• Objective: Reproduce the entries from the line containing "Mark every instance of the pale" through the end of the entries, inclusive, replacing "speckled" with "spotted" and keeping everything else unchanged. Omit the pictures from the output.

• The input:
■ ■ ■ ■ ■ ■ ■

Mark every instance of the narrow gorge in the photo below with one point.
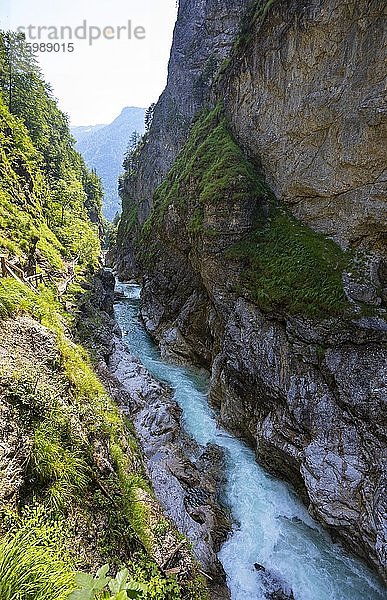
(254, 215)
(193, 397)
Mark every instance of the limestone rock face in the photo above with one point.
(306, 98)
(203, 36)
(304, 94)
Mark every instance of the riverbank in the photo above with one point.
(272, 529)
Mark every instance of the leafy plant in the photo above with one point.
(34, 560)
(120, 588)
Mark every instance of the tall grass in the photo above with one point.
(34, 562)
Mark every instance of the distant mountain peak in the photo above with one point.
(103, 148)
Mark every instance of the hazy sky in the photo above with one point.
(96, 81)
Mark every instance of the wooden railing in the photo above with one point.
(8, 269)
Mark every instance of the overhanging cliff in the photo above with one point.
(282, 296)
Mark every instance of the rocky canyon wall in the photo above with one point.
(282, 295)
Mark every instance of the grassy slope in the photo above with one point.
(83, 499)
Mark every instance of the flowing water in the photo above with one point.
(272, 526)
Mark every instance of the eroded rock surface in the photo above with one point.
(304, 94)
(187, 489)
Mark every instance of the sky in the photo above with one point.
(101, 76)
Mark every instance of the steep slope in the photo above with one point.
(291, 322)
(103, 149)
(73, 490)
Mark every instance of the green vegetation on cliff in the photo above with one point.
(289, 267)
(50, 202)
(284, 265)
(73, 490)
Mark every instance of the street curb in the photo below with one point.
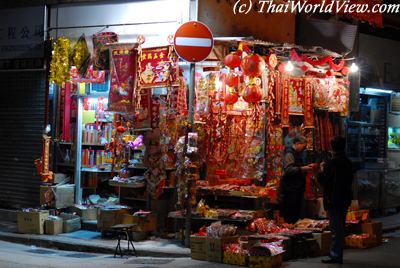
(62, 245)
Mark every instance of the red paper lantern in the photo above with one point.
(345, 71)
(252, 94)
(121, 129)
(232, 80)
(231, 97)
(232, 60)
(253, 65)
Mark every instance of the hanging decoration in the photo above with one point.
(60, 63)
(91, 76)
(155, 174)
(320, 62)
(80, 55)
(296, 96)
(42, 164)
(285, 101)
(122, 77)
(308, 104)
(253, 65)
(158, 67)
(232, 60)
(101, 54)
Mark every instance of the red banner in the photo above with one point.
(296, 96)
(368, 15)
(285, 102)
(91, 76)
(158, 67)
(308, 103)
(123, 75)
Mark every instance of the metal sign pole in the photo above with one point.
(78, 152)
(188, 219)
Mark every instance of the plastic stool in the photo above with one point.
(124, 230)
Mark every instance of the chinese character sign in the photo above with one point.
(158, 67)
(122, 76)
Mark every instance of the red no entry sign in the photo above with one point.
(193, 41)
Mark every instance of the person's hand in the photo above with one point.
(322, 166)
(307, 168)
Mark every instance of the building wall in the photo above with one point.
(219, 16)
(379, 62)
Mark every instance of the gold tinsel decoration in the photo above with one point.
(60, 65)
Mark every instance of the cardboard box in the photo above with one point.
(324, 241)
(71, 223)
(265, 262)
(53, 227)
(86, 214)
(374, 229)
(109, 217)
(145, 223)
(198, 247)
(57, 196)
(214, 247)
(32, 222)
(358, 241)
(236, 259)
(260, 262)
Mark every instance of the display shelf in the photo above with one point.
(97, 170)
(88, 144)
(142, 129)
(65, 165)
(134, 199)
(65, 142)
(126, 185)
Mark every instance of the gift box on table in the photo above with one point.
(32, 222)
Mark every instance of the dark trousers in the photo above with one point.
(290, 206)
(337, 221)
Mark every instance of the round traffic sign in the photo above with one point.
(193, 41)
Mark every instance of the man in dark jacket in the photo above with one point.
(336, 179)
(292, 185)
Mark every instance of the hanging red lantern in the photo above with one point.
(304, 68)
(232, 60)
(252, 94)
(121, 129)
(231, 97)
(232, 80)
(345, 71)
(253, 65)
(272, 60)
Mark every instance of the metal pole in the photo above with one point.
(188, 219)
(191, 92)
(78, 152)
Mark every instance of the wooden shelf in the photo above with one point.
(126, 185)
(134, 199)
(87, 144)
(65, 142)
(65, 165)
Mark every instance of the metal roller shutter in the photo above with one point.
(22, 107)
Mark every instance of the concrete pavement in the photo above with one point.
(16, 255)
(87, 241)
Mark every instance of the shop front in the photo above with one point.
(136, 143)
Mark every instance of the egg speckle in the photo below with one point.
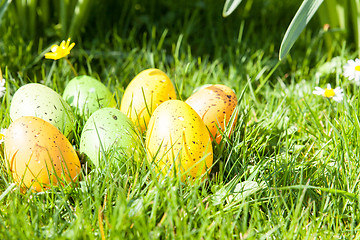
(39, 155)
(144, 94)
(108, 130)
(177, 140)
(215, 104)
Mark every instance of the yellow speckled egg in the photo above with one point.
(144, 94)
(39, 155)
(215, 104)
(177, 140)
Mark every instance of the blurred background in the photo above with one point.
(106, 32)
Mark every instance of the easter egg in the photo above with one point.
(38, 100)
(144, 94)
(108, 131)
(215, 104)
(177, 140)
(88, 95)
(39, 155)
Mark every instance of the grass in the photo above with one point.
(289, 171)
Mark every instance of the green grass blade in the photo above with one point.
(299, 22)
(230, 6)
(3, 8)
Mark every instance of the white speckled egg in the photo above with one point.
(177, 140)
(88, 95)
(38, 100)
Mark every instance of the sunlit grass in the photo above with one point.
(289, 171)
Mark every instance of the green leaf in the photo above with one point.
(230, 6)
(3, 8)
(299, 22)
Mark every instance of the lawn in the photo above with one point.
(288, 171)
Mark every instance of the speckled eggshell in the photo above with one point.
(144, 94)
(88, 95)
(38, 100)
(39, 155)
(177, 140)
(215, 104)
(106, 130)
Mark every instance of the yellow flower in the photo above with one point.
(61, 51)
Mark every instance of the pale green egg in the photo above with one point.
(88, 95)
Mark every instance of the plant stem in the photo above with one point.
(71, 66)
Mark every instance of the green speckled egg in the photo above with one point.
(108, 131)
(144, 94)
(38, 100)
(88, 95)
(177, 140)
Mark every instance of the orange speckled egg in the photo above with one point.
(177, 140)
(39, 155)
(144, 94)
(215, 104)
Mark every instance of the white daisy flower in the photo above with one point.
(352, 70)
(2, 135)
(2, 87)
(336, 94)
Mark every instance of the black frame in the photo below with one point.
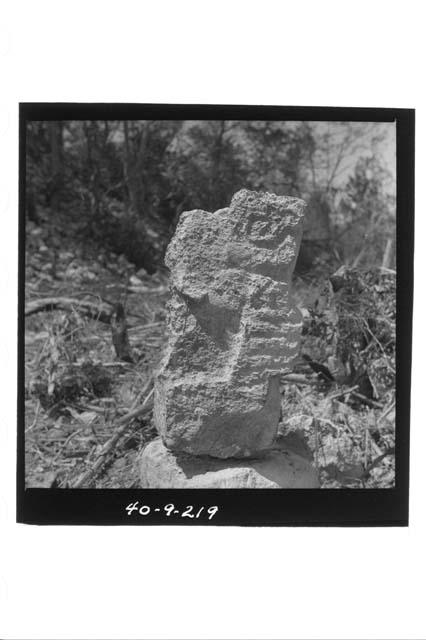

■ ■ ■ ■ ■ ■ ■

• Answer to the exercise:
Mark every instance of the pale green egg in the photo above with one point.
(88, 95)
Mark every instance of the plant stem in the photo above with one point.
(71, 66)
Mark every instance of the green spotted egg in the photo above with one point.
(108, 131)
(144, 94)
(38, 100)
(88, 95)
(177, 140)
Mark every instance of the orange spotted egg in the photo above with one point.
(177, 140)
(39, 155)
(144, 94)
(215, 104)
Mark every instance of the white daisy flower in the photo above with one point.
(352, 70)
(2, 135)
(2, 87)
(336, 94)
Mark every instance of the black frame in the photo below with one point.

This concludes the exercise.